Information given START

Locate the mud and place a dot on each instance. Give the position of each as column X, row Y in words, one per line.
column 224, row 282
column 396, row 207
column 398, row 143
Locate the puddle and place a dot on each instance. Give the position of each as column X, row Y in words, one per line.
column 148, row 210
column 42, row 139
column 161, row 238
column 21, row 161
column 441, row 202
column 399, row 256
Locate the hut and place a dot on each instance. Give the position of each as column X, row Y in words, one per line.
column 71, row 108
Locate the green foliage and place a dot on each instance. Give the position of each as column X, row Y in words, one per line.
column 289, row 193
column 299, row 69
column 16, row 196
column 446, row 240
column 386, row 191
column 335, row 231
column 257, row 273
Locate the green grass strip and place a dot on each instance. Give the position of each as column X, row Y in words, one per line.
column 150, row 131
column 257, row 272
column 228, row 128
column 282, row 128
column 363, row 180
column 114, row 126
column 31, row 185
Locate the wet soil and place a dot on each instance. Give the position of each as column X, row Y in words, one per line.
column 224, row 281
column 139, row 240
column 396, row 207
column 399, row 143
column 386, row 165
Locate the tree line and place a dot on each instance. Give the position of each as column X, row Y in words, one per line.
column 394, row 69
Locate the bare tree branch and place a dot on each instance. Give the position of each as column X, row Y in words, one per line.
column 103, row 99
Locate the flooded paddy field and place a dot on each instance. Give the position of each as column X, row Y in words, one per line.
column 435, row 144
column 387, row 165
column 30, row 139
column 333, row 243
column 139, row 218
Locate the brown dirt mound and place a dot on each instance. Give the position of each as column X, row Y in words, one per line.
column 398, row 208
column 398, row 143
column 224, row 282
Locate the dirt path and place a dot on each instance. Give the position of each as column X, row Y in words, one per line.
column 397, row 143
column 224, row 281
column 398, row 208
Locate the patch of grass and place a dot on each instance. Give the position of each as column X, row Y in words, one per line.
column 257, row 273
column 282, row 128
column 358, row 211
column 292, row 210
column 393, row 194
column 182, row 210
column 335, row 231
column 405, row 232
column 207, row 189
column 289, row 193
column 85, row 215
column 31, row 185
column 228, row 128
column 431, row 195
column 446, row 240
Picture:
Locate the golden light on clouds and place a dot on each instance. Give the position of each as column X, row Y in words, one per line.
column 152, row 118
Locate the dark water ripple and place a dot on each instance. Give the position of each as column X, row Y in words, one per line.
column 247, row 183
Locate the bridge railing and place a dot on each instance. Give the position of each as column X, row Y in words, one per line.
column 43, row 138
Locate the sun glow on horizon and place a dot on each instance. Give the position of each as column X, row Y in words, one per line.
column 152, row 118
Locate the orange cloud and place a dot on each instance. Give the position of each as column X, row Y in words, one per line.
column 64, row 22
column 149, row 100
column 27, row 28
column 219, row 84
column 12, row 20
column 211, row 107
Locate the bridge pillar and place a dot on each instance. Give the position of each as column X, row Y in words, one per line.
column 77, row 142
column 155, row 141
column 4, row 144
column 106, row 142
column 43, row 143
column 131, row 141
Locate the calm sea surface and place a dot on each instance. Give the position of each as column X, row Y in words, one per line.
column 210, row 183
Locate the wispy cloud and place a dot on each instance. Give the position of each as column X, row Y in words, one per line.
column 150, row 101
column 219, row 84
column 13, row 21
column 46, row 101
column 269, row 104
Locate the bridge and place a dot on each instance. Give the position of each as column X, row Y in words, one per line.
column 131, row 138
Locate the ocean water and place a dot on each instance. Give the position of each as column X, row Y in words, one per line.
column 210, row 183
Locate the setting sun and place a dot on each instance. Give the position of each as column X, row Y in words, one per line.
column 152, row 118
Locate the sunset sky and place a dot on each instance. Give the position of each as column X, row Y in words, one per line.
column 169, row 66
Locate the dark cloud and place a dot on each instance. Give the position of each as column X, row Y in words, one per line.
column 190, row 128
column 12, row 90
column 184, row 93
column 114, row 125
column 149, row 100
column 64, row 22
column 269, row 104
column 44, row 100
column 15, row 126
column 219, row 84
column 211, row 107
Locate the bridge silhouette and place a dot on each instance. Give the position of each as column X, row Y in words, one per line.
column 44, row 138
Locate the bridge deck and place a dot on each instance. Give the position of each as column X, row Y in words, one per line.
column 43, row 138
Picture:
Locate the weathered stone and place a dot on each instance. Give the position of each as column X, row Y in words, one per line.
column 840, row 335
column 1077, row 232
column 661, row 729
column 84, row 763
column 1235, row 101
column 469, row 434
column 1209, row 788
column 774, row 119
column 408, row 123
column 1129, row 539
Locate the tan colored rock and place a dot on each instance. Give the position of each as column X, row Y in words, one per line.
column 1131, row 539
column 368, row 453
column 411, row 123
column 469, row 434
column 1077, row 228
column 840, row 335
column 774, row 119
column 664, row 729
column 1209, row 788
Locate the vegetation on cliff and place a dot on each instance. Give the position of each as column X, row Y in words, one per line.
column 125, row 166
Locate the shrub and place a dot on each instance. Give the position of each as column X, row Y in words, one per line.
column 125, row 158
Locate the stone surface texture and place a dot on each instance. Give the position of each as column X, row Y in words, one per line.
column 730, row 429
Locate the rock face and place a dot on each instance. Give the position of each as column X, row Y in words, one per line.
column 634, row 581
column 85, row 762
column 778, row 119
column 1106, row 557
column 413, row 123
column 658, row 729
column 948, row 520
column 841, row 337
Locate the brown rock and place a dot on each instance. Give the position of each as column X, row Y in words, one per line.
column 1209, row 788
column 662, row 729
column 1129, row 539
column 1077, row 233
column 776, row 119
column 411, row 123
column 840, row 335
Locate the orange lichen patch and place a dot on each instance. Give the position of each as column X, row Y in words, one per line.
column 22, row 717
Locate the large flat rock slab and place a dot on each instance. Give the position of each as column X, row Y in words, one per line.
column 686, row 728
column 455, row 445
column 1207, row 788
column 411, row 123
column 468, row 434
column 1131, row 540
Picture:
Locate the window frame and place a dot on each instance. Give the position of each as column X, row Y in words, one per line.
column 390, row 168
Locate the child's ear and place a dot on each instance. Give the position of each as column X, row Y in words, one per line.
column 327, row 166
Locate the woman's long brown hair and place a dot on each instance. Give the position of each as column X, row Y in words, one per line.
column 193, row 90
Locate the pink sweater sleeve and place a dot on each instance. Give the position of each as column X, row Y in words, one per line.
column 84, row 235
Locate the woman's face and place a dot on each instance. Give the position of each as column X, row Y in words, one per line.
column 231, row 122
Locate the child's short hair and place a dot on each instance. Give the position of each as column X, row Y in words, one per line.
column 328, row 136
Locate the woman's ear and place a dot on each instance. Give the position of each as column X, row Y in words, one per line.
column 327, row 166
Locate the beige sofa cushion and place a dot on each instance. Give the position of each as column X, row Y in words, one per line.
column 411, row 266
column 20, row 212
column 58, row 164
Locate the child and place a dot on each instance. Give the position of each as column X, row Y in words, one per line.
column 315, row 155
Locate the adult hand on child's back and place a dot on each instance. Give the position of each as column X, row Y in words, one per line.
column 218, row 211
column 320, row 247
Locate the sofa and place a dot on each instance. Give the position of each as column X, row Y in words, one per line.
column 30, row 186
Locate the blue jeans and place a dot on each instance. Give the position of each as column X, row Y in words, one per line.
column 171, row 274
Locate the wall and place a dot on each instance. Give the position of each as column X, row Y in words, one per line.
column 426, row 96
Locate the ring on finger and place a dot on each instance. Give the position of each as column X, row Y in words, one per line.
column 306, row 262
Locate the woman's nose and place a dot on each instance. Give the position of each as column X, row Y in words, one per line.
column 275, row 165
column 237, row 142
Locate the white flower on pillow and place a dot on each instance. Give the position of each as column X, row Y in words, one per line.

Information given END

● Activity
For this task, please set down every entry exactly, with no line left out.

● Task result
Locate the mud and place a dot on each instance. Give the position of each as column X, row Y in words, one per line.
column 224, row 282
column 396, row 207
column 398, row 143
Locate the puddle and place a dot on each instance. Give the position of each as column X, row Y in words, one per line.
column 148, row 210
column 42, row 139
column 161, row 238
column 21, row 161
column 441, row 202
column 399, row 256
Locate the hut and place a dot on each instance. Give the position of each as column X, row Y in words, one per line.
column 71, row 108
Locate the green foliage and place a dot on each instance. Give the position of each as column X, row Y in words, one per line.
column 289, row 193
column 299, row 69
column 16, row 196
column 446, row 240
column 386, row 191
column 335, row 231
column 257, row 273
Locate the green grass strip and place a dot on each instance. Give the position of each as column X, row Y in words, one per line.
column 150, row 131
column 257, row 272
column 228, row 128
column 282, row 128
column 363, row 180
column 114, row 126
column 31, row 185
Locate the wet soil and place a dot on each instance. Give the position of each as column X, row Y in words, one per line.
column 224, row 281
column 139, row 240
column 396, row 207
column 399, row 143
column 386, row 165
Locate the tree line and place a dot on each instance. Give the position of each as column X, row Y in words, one per line.
column 394, row 69
Locate the bare tree branch and place a dot on each instance. Give the position of each as column X, row Y in words, one per line.
column 103, row 99
Locate the flooded paddy field and place a dot on each instance. Give the position of each as column X, row Y in words, one per line.
column 435, row 144
column 387, row 165
column 30, row 139
column 333, row 243
column 139, row 218
Locate the brown dirt mound and place a dot on each instance. Give the position of each as column X, row Y in words, one per line.
column 398, row 208
column 398, row 143
column 224, row 282
Locate the dirt path and place a dot on each instance. Give the position of each as column X, row Y in words, one per line.
column 397, row 143
column 224, row 281
column 398, row 208
Locate the patch of grass and place a dot on each instance. Give the position of each as column X, row Y in words, one per line.
column 257, row 273
column 282, row 128
column 358, row 211
column 292, row 210
column 393, row 194
column 182, row 210
column 335, row 231
column 405, row 232
column 207, row 189
column 289, row 193
column 85, row 215
column 31, row 185
column 228, row 128
column 431, row 195
column 446, row 240
Picture:
Locate the golden light on clouds and place a dot on each instance. Give the position of each as column X, row Y in words, one per line.
column 152, row 118
Locate the dark water ripple and place a dot on each instance. Give the position of each as column X, row Y in words, one per line.
column 247, row 183
Locate the bridge railing and place a dot on each instance. Give the position of each as column X, row Y in words, one per line.
column 43, row 138
Locate the sun glow on horizon and place a dot on each instance. Give the position of each as column X, row Y in words, one per line.
column 152, row 118
Locate the orange cloud and place a dot on each instance. Give the position of each as column X, row Y in words, one per line.
column 64, row 22
column 149, row 100
column 27, row 28
column 219, row 84
column 12, row 20
column 211, row 107
Locate the bridge pillar and place a dot on each instance. Give the position of each as column X, row Y in words, one per line.
column 77, row 142
column 155, row 141
column 4, row 144
column 106, row 142
column 43, row 143
column 131, row 141
Locate the calm sea surface and place a dot on each instance. Give the position of each as column X, row Y in words, one per line.
column 210, row 183
Locate the wispy cloud and place a dot on each instance. Give the position of each as column X, row Y in words, one per line.
column 150, row 101
column 219, row 84
column 13, row 21
column 46, row 101
column 269, row 104
Locate the bridge and place a dot on each instance. Give the position of each as column X, row Y in words, one per line.
column 131, row 138
Locate the ocean water and place a dot on each instance. Give the position of each as column X, row Y in words, one per line.
column 210, row 183
Locate the setting sun and place a dot on each instance. Give the position of each as column X, row Y in words, one per line.
column 152, row 118
Locate the sunset sky and place a dot on each instance. Give the position of each as column X, row Y in words, one per line.
column 169, row 66
Locate the dark cloud and place a dot on each instance. Give the position of each as column X, row Y in words, one per line.
column 190, row 128
column 12, row 90
column 184, row 93
column 114, row 125
column 149, row 100
column 64, row 22
column 269, row 104
column 44, row 100
column 15, row 126
column 219, row 84
column 211, row 107
Locate the bridge silhouette and place a dot on each instance. Give the position of each as column X, row Y in words, one per line.
column 44, row 138
Locate the bridge deck and place a dot on each instance. Give the position of each as column X, row Y in words, one per line.
column 43, row 138
Picture:
Locate the weathered stone and place a dot on each instance. Give the position of each as column X, row Y in words, one per line.
column 840, row 335
column 1077, row 232
column 661, row 729
column 84, row 763
column 1235, row 101
column 469, row 434
column 1209, row 788
column 774, row 119
column 408, row 123
column 1129, row 539
Locate the tan colored rock and place a dot on each instance. Give the position of each as column X, row Y in words, one per line.
column 1131, row 539
column 368, row 453
column 411, row 123
column 469, row 434
column 1077, row 228
column 840, row 335
column 774, row 119
column 664, row 729
column 1209, row 788
Locate the vegetation on cliff and place a dot on each instance. Give the position of each as column X, row Y in words, one per line.
column 125, row 166
Locate the shrub and place a dot on each instance. Give the position of each as column X, row Y in words, one per line.
column 125, row 158
Locate the stone surface texture and place a dot on each instance. Give the position of each as column X, row Y in words, one per line.
column 730, row 429
Locate the rock face and place a dot on each instance. Give the position of each as column X, row Y in words, one per line.
column 634, row 581
column 85, row 762
column 778, row 119
column 1106, row 557
column 413, row 123
column 658, row 729
column 948, row 520
column 841, row 337
Locate the brown rock and place a dot on each instance. Give the position of each as column X, row Y in words, one per line.
column 1209, row 788
column 662, row 729
column 1129, row 539
column 1077, row 233
column 776, row 119
column 411, row 123
column 840, row 335
Locate the orange lichen patch and place a dot on each instance. Give the position of each as column X, row Y in words, one per line.
column 22, row 717
Locate the large flat rock slab and place a dot on each instance. Give the position of each as column X, row Y in words, one per line.
column 686, row 728
column 455, row 445
column 1207, row 788
column 411, row 123
column 468, row 434
column 1131, row 540
Picture:
Locate the window frame and place a dot on each instance. Give the position of each as column X, row Y in words, one per line.
column 390, row 168
Locate the child's ear and place a dot on each instance. Give the position of each as column X, row Y in words, one per line.
column 327, row 166
Locate the woman's long brown hair and place a dot on each instance. Give the position of each as column X, row Y in words, one per line.
column 193, row 90
Locate the pink sweater sleeve and place a dot on each instance. Give the position of each as column X, row Y in words, one per line.
column 84, row 235
Locate the woman's face and place a dot on each instance. Give the position of each as column X, row Y in words, one per line.
column 231, row 122
Locate the child's short hair and place a dot on each instance. Give the position of each as column X, row Y in words, one per line.
column 328, row 136
Locate the woman's ear and place a dot on each instance. Give the position of each as column X, row Y in words, one per line.
column 327, row 166
Locate the beige sofa cushion and place a dot on each instance. Give the position of each as column X, row Y in words, one per line.
column 411, row 266
column 20, row 212
column 58, row 164
Locate the child and place a dot on each instance. Give the position of each as column X, row Y in words, one per line.
column 315, row 155
Locate the adult hand on child's back and place a dot on each instance. Give the position of each as column X, row Y in words, one per line.
column 218, row 211
column 320, row 247
Locate the sofa and place a dot on each instance. Give the position of each as column X, row Y in words, one per line.
column 30, row 186
Locate the blue jeans and place a dot on each instance. Give the position of each as column X, row Y in words, one per line.
column 171, row 274
Locate the wall and place a dot on each instance. Give the position of each as column X, row Y in words, one per line.
column 426, row 96
Locate the ring on finger and place a dot on each instance. Give the position of each as column X, row Y in words, one per line.
column 306, row 262
Locate the woman's nose and place a dot on each instance. Give the position of each as column X, row Y in words, one per line.
column 275, row 165
column 237, row 142
Locate the white flower on pillow and place a dot on each instance. Give the position of each as column X, row Y in words, one per line.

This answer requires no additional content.